» **REQUIREMENT**:
Count the lines in the items below that contain the string "mountain", with case counting. Reply with only the number.

» **ENTRIES SHOWN**:
------------------------
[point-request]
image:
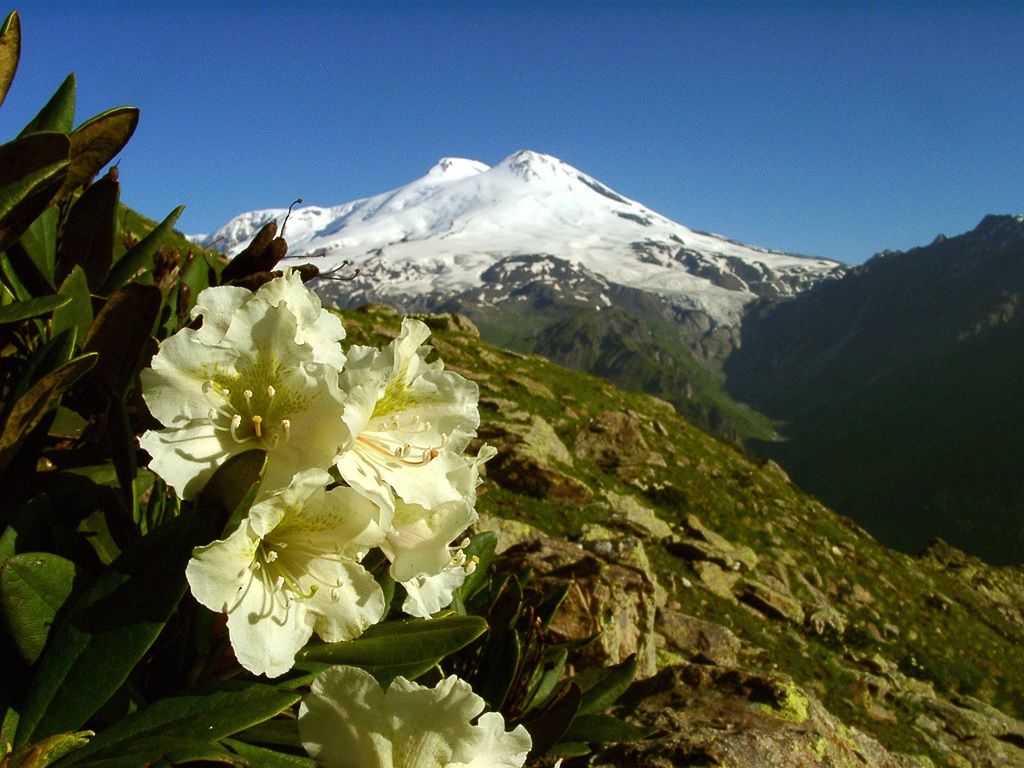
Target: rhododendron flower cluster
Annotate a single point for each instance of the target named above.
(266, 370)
------------------------
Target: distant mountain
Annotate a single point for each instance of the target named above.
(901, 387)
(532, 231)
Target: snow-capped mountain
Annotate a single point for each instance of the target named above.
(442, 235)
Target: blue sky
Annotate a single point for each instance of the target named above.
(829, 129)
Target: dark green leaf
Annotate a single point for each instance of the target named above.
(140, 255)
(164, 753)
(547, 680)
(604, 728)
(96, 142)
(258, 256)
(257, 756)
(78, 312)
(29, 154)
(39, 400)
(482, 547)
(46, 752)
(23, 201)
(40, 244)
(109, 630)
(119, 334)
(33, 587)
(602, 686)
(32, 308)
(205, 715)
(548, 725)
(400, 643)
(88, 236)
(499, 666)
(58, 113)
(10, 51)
------------------------
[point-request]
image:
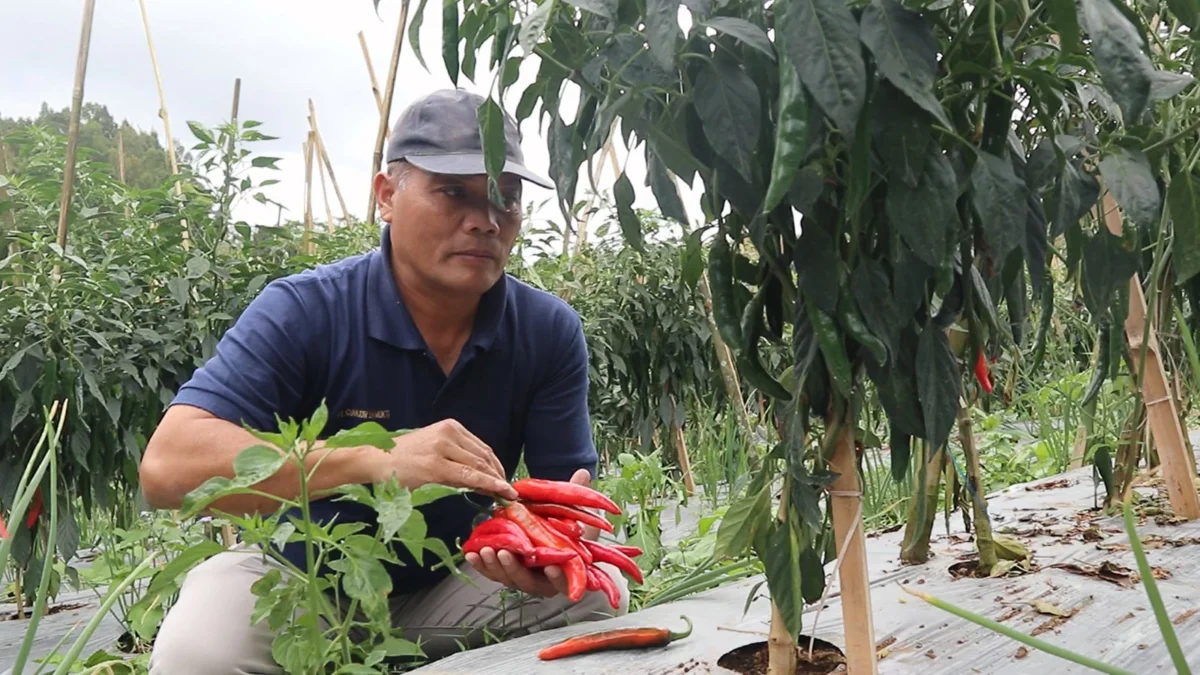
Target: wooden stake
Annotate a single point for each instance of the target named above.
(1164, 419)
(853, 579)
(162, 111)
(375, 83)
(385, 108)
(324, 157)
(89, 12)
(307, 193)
------------------------
» **ANSWER TO THE EXERCISE**:
2